● AIM OF THE EXERCISE: Count the lines in the entries below that contain the string "head", with case counting. Reply with the number alone.

● MATERIAL SHOWN:
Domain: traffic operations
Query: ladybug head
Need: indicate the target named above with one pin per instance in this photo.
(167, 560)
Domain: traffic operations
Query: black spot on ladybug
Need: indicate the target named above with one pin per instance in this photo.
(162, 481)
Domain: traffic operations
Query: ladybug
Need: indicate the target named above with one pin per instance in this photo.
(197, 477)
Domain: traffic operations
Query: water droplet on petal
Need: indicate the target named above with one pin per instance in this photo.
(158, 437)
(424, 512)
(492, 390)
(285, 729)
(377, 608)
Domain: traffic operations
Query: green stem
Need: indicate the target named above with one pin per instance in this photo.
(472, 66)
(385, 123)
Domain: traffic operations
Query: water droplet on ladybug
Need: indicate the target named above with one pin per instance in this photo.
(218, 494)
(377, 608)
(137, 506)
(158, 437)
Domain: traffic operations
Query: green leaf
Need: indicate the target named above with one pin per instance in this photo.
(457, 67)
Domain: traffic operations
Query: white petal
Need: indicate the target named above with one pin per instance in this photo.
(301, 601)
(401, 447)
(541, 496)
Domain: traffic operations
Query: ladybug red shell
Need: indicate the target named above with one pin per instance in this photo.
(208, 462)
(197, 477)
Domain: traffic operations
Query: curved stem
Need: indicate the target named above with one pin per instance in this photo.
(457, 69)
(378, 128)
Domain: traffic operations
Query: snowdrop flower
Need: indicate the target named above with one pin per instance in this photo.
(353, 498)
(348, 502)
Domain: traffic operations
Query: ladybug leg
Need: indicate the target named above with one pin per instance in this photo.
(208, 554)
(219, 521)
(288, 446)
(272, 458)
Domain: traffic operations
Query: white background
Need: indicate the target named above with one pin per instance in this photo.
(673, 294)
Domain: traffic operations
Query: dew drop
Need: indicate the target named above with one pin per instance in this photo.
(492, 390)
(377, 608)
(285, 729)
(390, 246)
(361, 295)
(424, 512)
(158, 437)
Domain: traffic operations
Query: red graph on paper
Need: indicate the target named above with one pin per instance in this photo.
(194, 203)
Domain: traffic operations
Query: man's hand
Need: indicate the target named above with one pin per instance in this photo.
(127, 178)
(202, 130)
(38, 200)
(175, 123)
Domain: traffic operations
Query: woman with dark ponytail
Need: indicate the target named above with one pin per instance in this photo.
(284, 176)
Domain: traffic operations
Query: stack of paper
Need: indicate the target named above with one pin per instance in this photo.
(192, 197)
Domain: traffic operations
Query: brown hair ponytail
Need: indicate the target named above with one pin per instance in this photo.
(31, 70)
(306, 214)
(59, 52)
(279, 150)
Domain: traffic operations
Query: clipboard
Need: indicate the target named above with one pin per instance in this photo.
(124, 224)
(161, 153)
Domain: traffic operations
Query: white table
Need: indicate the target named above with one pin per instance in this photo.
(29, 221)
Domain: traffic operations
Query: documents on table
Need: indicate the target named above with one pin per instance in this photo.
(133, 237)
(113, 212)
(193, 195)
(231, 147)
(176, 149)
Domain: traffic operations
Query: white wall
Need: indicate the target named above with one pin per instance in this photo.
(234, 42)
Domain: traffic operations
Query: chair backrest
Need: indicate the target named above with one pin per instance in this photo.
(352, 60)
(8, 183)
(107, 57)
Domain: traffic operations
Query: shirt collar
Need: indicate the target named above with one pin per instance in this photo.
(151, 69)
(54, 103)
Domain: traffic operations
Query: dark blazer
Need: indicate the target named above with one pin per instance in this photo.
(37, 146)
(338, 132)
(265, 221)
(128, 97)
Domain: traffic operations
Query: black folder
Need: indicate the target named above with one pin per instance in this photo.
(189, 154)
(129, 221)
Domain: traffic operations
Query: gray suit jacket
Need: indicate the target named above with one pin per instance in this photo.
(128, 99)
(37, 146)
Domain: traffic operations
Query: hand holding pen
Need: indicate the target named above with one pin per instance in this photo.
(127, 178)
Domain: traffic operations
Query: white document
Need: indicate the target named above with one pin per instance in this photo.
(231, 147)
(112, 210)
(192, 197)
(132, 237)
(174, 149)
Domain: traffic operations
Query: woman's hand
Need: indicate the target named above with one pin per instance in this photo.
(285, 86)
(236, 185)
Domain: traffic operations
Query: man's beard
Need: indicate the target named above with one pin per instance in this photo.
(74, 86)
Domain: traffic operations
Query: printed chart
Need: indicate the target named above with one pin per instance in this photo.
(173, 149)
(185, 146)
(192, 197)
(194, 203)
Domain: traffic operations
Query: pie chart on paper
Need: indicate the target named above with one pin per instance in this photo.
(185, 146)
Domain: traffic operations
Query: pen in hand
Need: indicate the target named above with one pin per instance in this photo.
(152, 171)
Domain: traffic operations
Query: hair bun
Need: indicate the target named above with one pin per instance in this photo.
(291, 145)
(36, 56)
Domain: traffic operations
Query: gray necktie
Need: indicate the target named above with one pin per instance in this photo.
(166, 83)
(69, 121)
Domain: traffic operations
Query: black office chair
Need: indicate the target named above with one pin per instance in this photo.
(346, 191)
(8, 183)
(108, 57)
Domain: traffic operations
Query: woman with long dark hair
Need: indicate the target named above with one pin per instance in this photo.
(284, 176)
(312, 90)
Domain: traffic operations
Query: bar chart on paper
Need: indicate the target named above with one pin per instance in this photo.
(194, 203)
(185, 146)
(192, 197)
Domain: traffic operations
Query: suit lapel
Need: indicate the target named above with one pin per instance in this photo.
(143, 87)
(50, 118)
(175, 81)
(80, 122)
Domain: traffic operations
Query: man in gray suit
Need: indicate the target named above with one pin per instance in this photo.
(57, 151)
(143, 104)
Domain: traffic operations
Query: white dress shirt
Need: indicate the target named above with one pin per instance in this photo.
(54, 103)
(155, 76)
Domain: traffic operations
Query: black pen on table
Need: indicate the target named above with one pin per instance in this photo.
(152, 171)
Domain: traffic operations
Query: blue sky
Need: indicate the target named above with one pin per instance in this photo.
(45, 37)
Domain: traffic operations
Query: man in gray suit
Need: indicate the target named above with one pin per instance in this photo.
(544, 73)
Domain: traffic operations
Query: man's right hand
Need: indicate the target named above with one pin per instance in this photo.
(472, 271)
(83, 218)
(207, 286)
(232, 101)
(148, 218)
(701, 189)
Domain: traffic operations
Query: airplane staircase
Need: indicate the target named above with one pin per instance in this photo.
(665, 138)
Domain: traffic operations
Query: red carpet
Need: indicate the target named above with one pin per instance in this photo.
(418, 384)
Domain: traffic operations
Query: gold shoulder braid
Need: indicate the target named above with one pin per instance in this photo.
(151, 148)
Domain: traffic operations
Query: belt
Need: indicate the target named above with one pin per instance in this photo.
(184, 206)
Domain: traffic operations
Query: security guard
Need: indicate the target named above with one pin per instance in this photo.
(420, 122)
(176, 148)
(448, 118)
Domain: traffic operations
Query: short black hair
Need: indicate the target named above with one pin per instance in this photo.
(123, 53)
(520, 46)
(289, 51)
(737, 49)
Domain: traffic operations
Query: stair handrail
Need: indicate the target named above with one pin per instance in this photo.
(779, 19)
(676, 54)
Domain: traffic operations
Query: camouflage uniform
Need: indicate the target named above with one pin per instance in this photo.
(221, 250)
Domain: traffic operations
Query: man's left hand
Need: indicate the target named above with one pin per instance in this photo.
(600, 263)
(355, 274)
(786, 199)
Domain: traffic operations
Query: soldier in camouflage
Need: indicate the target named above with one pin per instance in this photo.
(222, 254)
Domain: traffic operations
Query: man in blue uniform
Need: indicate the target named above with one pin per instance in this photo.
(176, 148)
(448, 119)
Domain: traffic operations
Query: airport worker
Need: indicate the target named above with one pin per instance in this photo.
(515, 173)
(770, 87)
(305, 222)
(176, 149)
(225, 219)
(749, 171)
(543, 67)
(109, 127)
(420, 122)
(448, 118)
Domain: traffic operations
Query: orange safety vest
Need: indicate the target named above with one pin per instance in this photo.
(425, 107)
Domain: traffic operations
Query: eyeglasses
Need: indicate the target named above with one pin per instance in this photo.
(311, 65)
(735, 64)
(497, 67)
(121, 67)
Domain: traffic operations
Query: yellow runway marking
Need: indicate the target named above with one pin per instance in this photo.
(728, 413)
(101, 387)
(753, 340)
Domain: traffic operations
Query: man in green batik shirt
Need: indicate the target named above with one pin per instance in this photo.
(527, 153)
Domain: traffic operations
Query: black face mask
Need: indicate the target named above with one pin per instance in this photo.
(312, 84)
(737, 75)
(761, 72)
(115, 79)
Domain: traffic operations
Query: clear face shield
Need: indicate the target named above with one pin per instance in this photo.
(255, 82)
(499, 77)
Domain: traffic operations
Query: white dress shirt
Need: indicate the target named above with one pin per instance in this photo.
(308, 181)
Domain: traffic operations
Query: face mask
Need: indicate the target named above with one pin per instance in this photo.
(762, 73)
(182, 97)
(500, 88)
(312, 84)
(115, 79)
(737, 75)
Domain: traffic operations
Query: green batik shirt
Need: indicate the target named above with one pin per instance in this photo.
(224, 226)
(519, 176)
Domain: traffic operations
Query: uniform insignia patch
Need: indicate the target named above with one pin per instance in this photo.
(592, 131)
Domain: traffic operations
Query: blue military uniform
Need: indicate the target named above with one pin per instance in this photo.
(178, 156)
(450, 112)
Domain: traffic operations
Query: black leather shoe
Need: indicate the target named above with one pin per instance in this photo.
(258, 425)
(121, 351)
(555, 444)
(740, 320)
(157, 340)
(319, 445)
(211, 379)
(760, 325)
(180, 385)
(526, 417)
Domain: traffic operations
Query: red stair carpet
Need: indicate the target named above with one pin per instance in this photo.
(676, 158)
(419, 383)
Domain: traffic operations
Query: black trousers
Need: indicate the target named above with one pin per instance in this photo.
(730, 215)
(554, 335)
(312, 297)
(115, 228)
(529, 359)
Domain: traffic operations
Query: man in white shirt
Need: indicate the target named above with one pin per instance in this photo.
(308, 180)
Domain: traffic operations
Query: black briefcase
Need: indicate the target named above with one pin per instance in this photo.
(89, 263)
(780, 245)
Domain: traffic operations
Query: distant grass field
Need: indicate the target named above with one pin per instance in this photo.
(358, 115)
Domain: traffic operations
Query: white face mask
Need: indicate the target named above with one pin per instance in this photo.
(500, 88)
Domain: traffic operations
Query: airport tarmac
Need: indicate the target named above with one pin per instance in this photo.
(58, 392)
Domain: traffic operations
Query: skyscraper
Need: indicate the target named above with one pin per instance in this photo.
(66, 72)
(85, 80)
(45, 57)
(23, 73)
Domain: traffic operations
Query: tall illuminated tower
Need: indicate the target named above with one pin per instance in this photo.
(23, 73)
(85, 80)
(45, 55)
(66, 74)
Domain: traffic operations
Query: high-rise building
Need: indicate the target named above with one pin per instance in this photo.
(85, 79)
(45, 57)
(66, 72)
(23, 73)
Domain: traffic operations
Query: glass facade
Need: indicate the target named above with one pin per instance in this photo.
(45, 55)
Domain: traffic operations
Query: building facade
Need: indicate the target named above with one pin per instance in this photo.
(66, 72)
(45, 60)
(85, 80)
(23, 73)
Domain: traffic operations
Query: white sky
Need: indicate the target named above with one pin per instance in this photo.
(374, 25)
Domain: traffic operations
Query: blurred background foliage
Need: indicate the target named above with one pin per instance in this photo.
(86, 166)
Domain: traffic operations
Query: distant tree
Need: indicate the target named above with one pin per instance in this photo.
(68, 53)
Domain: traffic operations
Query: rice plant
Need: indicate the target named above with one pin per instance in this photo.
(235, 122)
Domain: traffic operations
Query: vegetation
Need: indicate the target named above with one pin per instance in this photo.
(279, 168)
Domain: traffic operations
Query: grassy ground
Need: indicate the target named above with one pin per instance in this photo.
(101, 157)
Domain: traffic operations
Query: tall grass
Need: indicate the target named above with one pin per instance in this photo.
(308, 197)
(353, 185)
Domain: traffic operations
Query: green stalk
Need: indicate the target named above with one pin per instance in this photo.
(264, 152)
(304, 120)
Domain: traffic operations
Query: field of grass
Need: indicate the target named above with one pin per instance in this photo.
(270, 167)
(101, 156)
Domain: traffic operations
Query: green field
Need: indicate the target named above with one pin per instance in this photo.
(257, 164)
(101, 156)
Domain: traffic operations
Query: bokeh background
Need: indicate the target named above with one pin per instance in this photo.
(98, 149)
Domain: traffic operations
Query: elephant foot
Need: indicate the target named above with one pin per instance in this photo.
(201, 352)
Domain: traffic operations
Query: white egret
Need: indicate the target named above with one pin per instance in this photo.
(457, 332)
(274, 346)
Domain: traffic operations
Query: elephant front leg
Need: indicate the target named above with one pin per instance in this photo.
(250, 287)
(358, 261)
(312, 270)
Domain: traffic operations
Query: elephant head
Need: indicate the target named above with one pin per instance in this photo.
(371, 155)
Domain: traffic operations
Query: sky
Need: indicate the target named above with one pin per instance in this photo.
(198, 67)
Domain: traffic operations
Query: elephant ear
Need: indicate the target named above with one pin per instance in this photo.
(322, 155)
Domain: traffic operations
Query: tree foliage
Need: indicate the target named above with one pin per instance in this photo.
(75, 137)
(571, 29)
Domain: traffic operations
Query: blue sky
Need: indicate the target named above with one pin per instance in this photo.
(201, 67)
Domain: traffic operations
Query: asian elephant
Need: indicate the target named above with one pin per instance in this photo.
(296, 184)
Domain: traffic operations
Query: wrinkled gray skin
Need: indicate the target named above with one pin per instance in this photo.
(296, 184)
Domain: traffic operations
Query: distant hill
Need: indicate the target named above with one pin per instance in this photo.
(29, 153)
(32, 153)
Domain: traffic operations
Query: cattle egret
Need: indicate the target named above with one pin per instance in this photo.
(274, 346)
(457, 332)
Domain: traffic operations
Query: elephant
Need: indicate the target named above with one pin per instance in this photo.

● COMPLETED EXERCISE: 2